The data:
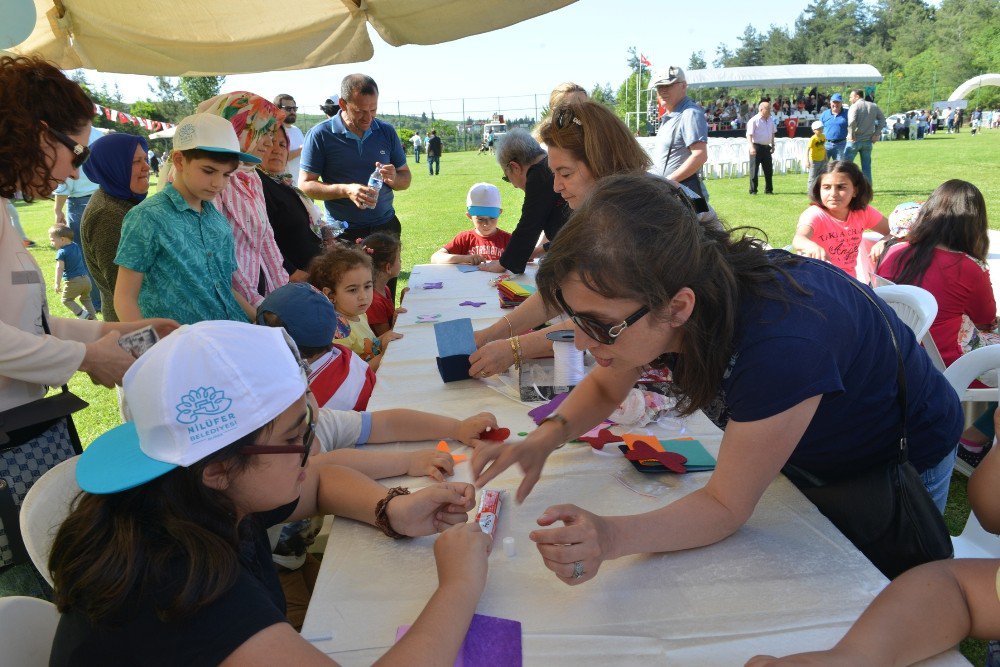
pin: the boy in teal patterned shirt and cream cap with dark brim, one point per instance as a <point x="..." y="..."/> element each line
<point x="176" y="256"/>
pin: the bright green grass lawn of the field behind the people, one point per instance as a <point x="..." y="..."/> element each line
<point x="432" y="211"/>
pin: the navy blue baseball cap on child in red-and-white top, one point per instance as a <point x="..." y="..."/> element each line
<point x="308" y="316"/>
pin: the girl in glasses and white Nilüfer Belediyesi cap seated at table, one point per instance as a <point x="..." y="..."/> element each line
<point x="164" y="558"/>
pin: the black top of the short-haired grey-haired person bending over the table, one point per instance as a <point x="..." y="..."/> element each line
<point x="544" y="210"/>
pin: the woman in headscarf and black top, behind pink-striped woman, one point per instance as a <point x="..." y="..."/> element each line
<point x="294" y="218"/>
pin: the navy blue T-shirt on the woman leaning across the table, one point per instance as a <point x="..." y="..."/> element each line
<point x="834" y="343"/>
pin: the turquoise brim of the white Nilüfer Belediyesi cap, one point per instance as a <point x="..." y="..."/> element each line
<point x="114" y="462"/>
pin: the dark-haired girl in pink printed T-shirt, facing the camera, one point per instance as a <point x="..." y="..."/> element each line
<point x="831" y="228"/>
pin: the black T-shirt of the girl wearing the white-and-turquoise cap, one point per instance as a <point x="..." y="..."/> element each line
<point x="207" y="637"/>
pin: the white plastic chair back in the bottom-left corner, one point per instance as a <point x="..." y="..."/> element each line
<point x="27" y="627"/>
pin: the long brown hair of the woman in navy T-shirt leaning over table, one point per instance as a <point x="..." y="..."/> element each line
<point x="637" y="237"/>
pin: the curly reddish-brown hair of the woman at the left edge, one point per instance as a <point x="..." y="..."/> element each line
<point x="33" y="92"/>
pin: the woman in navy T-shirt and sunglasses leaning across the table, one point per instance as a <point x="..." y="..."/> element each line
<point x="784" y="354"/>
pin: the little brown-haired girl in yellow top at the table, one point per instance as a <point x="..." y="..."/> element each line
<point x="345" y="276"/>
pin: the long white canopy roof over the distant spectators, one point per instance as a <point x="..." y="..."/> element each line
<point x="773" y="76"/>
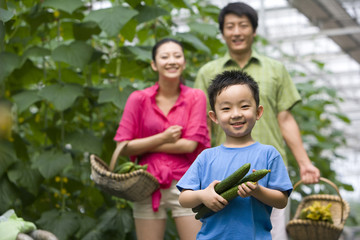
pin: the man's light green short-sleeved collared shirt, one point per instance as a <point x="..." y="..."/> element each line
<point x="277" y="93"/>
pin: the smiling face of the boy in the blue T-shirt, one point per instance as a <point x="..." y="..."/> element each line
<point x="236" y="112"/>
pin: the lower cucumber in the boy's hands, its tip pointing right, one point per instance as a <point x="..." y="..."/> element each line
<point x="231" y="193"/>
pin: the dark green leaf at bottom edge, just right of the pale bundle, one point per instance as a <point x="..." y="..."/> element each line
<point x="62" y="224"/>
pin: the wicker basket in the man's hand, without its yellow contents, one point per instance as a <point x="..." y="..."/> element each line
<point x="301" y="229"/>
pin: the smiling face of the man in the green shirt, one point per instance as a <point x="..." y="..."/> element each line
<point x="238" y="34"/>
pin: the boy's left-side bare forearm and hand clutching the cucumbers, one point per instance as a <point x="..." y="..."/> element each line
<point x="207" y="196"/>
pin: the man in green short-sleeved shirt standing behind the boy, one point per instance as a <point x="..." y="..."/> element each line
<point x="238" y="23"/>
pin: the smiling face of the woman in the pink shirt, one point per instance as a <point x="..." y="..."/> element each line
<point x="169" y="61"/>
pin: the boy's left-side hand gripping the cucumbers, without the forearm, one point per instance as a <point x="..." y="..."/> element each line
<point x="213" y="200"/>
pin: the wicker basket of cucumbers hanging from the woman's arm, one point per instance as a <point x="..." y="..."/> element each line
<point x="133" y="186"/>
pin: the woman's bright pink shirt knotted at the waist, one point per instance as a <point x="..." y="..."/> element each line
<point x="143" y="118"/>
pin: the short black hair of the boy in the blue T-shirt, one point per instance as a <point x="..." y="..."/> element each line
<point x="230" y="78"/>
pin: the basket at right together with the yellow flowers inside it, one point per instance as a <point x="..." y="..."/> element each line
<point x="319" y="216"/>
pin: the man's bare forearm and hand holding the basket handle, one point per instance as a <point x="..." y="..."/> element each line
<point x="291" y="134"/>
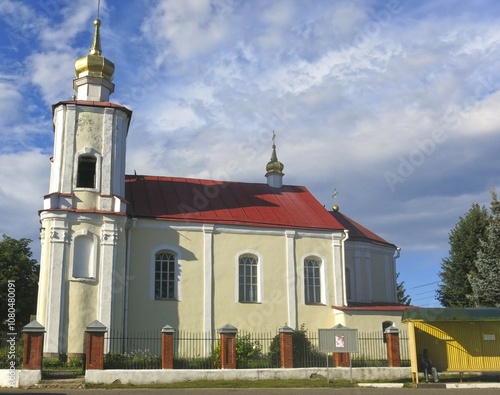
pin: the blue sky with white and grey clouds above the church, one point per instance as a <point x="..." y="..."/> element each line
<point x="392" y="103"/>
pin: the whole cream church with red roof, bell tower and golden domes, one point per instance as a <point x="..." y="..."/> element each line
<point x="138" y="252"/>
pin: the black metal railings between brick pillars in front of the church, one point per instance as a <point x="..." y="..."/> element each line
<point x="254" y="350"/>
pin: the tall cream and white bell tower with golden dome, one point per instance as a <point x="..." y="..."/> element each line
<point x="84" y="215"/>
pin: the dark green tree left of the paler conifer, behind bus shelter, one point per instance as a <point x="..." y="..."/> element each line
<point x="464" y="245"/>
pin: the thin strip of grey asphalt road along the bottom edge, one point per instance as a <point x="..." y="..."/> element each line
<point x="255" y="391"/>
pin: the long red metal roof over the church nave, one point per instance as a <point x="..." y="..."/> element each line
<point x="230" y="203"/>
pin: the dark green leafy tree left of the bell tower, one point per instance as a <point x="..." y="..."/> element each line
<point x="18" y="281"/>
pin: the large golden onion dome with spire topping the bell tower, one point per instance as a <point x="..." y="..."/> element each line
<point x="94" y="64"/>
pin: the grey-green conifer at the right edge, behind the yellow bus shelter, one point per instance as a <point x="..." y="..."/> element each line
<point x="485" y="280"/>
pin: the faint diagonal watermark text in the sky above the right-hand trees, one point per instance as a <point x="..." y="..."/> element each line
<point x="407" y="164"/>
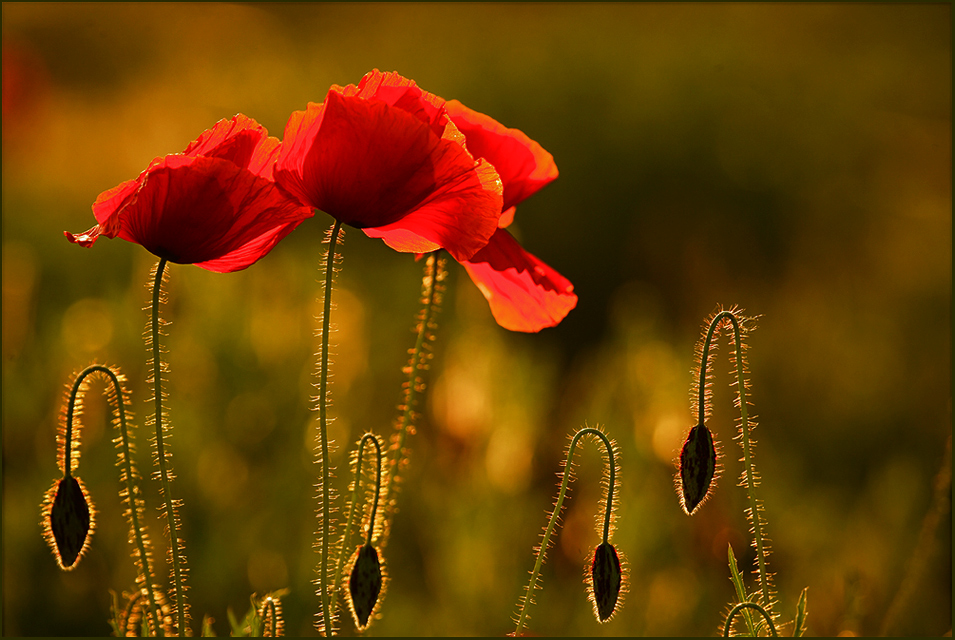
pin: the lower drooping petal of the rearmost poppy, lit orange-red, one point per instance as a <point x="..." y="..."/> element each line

Problem statement: Because the pictures are not wanted, retype only the text of every record, exactly as given.

Written solution:
pin: the boy in teal patterned shirt and cream cap with dark brim, one point per instance as a <point x="..." y="..."/> element each line
<point x="176" y="256"/>
pin: the bright green grass lawn of the field behind the people, one point per instance as a <point x="..." y="..."/> element each line
<point x="432" y="211"/>
pin: the navy blue baseball cap on child in red-and-white top, one point per instance as a <point x="..." y="..."/> element each line
<point x="308" y="316"/>
pin: the girl in glasses and white Nilüfer Belediyesi cap seated at table, one point per instance as a <point x="..." y="..."/> element each line
<point x="164" y="558"/>
pin: the black top of the short-haired grey-haired person bending over the table, one point per instance as a <point x="..." y="..."/> element each line
<point x="544" y="210"/>
pin: the woman in headscarf and black top, behind pink-striped woman, one point per instance as a <point x="..." y="..."/> element each line
<point x="294" y="218"/>
pin: the navy blue T-shirt on the woman leaning across the table, one point per instance as a <point x="..." y="..."/> element each line
<point x="834" y="343"/>
pin: the turquoise brim of the white Nilüfer Belediyesi cap, one point per instance as a <point x="..." y="..."/> element each line
<point x="114" y="462"/>
pin: the dark-haired girl in pink printed T-shirt, facing the camera, one point per instance as a <point x="..." y="..."/> element each line
<point x="831" y="228"/>
pin: the black T-shirt of the girl wearing the white-and-turquoise cap, one point per instance as a <point x="..." y="..."/> element each line
<point x="207" y="637"/>
pin: the white plastic chair back in the bottom-left corner, one point per instance as a <point x="..." y="..."/> element each line
<point x="27" y="627"/>
pin: the long brown hair of the woman in navy T-shirt leaning over table, one point per instance as a <point x="..." y="..."/> element each line
<point x="637" y="237"/>
pin: the curly reddish-brown hair of the woman at the left edge, one point per instance as a <point x="..." y="..."/> element each line
<point x="33" y="92"/>
pin: the woman in navy T-shirt and sunglasses leaning across the table, one point per instance as a <point x="..." y="..."/> element each line
<point x="784" y="354"/>
pin: the little brown-haired girl in yellow top at the table, one point per instance as a <point x="..." y="..."/> element each line
<point x="345" y="276"/>
pin: the long white canopy roof over the distant spectators, one point per instance as a <point x="..." y="..."/> element each line
<point x="773" y="76"/>
pin: the man's light green short-sleeved collared shirt, one point per instance as a <point x="..." y="..."/> element each line
<point x="277" y="93"/>
pin: the smiling face of the boy in the blue T-shirt, one point per instance as a <point x="..." y="..."/> element each line
<point x="236" y="112"/>
pin: the lower cucumber in the boy's hands, its tip pointing right, one point per instance as a <point x="..." y="..."/> element each line
<point x="231" y="193"/>
pin: the dark green leaf at bottom edge, just right of the pale bundle, one point per instance as a <point x="..." y="..."/> element each line
<point x="62" y="224"/>
pin: the wicker basket in the man's hand, without its yellow contents, one point per instance as a <point x="..." y="..."/> element each line
<point x="301" y="229"/>
pin: the smiling face of the man in the green shirt, one point per instance as a <point x="..." y="..."/> element each line
<point x="238" y="34"/>
pin: the boy's left-side bare forearm and hand clutching the cucumbers, one point per instance as a <point x="..." y="..."/> element each line
<point x="207" y="196"/>
pin: the man in green short-sleeved shirt standing behind the boy, one point per instance as a <point x="..." y="..."/> element each line
<point x="238" y="23"/>
pin: the smiling face of the woman in the pink shirt, one point per instance as a <point x="..." y="..."/> element each line
<point x="169" y="61"/>
pin: the boy's left-side hand gripping the cucumbers, without the forearm, one point per instance as a <point x="..." y="..."/> element each line
<point x="213" y="200"/>
pin: the wicker basket of cucumbers hanging from the woman's arm, one point per instance as a <point x="..." y="..."/> element each line
<point x="133" y="186"/>
pin: the woman's bright pink shirt knotted at the waist, one point per instance as a <point x="..." y="..."/> element each line
<point x="143" y="118"/>
pin: the short black hair of the boy in the blue T-shirt, one point per instance as a <point x="..." y="..."/> element each line
<point x="230" y="78"/>
pin: the basket at right together with the yellow flowers inside it, one point per instance as a <point x="..." y="..."/> element each line
<point x="319" y="216"/>
pin: the man's bare forearm and hand holding the basket handle, one point per instance as a <point x="..." y="..."/> element each line
<point x="291" y="134"/>
pin: the blue sky with white and grey clouds above the church, one point per instance as a <point x="..." y="..."/> element each line
<point x="392" y="103"/>
pin: the whole cream church with red roof, bell tower and golden domes, one point per instance as a <point x="..." y="..."/> element each line
<point x="138" y="252"/>
pin: the black metal railings between brick pillars in front of the church, one point per instance as a <point x="..." y="..."/> element each line
<point x="254" y="350"/>
pin: the tall cream and white bell tower with golden dome, one point per instance as a <point x="..." y="..."/> element each line
<point x="84" y="215"/>
pin: the dark green tree left of the paler conifer, behind bus shelter, one point per instance as a <point x="..." y="..."/> element each line
<point x="464" y="245"/>
pin: the thin strip of grey asphalt road along the bottom edge, one point per instance as a <point x="..." y="..."/> element each line
<point x="255" y="391"/>
pin: the long red metal roof over the church nave, one point per instance as a <point x="..." y="..."/> element each line
<point x="230" y="203"/>
pin: the dark green leafy tree left of the bell tower, one point per instance as a <point x="..." y="..."/> element each line
<point x="18" y="281"/>
pin: the large golden onion dome with spire topping the bell tower, one point per instance as a <point x="..." y="..."/> element each line
<point x="94" y="64"/>
pin: the grey-green conifer at the right edge, behind the yellow bus shelter, one point per instance as a <point x="..." y="..."/> element each line
<point x="485" y="280"/>
pin: the faint diagonal watermark text in the sky above the right-hand trees, one point per instance as a <point x="..." y="..."/> element each line
<point x="407" y="164"/>
pin: the lower drooping petal of the rearmost poppy, lit orange-red, one point per instance as a <point x="..." y="..."/> element each line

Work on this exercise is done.